◆ **Problem 1**
Answer these questions about the Q&A thread below:
(a) At what age did the first answerer come across the word "bisexual" in the dictionary?
(b) How many answers does the question receive?
(c) What age does the second answerer give as their current age?

◆ **Selection**
I also have a gay aunt, who has a really nice partner and a wonderful little daughter, so do you think I should talk to her about that now, or wait untill I'm older? And do you think I should just wait on relationships of either sex untill I'm older?

Please help, and I am being really serious right now, so please, not nasty remarks. thnx

2006-08-14 15:14:49 · 25 answers · asked by Anonymous in Society & Culture Cultures & Groups Lesbian, Gay, Bisexual, and Transgender

25 answers

You won't decide in your mind. What you will decide on is whether to be honest and which individual you'd like to date. Since you're not settled, you may not want to come out as anything just yet, and that's cool.

When I was 14, I was looking up a whole other word that began with "b" in the dictionary, and saw "bisexual," and knew I couldn't be the only one if they had to go to the trouble of making the word up! I've pretty much been 50/50 from the moment I could tell there was a difference between boys and girls, though it wasn't until I was about 17 or 18 that I began to be okay with it.

2006-08-14 15:29:28 · answer #1 · answered by GreenEyedLilo 7 · 0 0

Ok, I'll try but I don't know how much help I'll be to you.
when I think back..I should have known at 7 or 8 years old that I was gay..but I guess I just didn't have enough hormones to think about sex at that age...around 10-13 I started experimenting with other guys in the neighbourhood..as all guys do....then I went onto a longterm realtionship with a woman for about 5 years...I fought the fact that I was gay..I just couldn't admit it...had a nervous breakdown/tried the suicide route, etc...that was when I was about 21....And then I had to come to terms with the fact that I was gay...Some older guy (about 3 years older--but much more experienced) picked me up one day and I never looked back...I'd had no idea that sex could be like that!!...I think you should maybe talk to your aunt..what harm could that do? She has all the experience behind her to help you either way..believe it or not we don't recruit....I don't know what you mean by guys aren't attracted to you...sexuality is more about who you are attracted to...not the other way around....I'm 57 years old now..so I can look back on this a little differently...but talk to your aunt..she sounds like good people--who will give you good advice.

◆ **Problem 2**
Count the lines of data below that contain the string "shallow". Give only the number.

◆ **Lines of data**
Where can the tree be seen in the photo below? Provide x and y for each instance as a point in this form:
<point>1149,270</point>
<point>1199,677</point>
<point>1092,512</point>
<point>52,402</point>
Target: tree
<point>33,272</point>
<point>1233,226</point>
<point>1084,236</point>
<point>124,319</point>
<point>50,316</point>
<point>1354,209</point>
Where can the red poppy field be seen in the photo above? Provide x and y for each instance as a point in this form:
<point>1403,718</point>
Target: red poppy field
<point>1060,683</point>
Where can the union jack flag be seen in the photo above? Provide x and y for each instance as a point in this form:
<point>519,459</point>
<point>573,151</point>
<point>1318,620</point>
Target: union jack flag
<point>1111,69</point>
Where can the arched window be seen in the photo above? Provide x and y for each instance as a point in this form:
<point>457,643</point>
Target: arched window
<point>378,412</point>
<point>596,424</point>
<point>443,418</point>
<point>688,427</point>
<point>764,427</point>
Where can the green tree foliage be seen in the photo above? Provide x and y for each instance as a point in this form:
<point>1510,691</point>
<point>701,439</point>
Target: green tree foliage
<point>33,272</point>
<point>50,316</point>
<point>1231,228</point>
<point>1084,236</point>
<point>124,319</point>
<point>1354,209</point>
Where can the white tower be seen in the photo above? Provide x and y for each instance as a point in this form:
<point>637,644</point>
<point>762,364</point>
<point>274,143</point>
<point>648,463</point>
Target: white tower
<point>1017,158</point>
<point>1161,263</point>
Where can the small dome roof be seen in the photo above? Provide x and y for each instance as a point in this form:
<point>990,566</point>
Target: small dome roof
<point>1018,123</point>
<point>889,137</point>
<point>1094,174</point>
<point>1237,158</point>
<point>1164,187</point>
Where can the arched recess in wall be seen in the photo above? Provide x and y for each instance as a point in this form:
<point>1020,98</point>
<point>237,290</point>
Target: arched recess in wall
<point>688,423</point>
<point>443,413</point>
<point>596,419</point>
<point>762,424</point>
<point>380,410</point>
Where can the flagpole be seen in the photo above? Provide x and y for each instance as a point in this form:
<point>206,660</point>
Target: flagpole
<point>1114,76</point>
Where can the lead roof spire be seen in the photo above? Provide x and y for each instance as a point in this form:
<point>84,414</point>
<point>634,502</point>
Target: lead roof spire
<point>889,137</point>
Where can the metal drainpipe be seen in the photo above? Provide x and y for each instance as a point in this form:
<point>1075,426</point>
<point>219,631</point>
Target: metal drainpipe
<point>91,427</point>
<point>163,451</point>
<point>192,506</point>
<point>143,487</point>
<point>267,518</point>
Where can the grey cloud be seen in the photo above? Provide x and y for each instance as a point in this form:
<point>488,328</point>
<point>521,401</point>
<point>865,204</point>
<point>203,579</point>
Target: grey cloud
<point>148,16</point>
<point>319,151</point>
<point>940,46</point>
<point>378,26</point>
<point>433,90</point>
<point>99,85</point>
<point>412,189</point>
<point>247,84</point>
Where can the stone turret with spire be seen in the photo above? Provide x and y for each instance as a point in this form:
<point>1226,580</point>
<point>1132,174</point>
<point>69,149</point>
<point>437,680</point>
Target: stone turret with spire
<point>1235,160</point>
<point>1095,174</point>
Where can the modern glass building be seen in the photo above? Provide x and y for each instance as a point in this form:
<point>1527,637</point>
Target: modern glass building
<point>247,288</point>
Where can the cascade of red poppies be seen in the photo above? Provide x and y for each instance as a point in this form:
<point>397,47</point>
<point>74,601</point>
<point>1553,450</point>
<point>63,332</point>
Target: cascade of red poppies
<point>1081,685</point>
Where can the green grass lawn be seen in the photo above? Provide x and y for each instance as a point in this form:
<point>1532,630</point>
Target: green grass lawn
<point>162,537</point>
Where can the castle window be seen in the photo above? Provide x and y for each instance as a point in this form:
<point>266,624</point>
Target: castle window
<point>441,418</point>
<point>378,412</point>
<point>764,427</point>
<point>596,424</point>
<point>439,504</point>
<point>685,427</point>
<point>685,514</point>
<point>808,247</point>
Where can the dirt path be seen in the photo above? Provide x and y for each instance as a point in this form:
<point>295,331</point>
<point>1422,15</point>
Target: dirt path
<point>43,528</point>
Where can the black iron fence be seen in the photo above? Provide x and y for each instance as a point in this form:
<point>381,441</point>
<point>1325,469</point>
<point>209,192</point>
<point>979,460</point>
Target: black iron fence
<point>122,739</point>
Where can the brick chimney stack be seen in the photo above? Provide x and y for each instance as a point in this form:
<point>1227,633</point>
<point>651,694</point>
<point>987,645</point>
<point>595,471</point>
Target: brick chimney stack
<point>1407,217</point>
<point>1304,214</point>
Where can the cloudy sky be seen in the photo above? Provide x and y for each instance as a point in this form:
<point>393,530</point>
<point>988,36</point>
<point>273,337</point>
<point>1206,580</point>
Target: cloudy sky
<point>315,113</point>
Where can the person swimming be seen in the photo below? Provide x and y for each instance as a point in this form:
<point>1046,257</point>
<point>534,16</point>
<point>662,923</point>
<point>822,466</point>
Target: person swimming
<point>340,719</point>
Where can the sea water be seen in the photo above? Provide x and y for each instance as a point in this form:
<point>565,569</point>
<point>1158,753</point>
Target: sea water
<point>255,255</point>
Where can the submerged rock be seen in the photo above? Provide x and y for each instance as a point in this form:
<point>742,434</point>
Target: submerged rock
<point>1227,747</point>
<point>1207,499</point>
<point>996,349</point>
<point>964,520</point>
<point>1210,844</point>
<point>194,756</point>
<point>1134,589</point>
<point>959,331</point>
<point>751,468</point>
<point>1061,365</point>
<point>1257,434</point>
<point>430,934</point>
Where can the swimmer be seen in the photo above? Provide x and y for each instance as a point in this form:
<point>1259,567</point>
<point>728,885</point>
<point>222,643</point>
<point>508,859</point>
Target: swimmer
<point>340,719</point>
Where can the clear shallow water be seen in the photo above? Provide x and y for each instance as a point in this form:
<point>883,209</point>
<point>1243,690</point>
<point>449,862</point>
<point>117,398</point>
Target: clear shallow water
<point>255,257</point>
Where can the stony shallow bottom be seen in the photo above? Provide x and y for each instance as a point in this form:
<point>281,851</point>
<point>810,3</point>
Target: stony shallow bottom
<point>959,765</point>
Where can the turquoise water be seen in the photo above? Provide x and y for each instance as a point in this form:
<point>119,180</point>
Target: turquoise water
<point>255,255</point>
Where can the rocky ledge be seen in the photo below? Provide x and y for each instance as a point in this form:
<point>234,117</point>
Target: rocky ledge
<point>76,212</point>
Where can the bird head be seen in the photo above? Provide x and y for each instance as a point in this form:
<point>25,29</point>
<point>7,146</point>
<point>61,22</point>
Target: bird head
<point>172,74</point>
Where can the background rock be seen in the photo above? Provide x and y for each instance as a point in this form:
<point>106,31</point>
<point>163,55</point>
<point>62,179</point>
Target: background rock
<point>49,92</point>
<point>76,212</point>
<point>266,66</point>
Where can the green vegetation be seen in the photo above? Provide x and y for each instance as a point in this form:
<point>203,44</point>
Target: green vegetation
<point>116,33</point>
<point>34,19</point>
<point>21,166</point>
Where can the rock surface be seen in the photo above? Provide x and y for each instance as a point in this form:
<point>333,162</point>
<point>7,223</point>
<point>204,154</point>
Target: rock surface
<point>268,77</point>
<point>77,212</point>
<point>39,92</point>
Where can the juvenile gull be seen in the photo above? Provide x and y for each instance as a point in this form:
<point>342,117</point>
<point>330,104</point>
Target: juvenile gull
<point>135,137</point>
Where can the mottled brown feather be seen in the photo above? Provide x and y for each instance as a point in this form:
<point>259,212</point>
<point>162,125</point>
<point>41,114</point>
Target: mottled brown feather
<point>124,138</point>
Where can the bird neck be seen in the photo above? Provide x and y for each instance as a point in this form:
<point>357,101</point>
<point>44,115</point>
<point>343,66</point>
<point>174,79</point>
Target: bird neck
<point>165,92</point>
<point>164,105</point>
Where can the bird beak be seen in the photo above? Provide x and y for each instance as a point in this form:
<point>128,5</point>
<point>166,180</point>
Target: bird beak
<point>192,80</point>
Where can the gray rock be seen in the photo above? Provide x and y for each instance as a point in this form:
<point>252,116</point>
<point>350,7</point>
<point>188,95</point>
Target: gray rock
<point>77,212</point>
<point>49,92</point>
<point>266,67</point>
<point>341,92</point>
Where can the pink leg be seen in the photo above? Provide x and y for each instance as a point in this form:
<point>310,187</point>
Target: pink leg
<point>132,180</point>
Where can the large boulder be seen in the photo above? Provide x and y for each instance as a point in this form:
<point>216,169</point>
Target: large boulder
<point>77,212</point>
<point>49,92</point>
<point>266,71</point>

◆ **Solution 1**
(a) 14
(b) 25
(c) 57

◆ **Solution 2**
4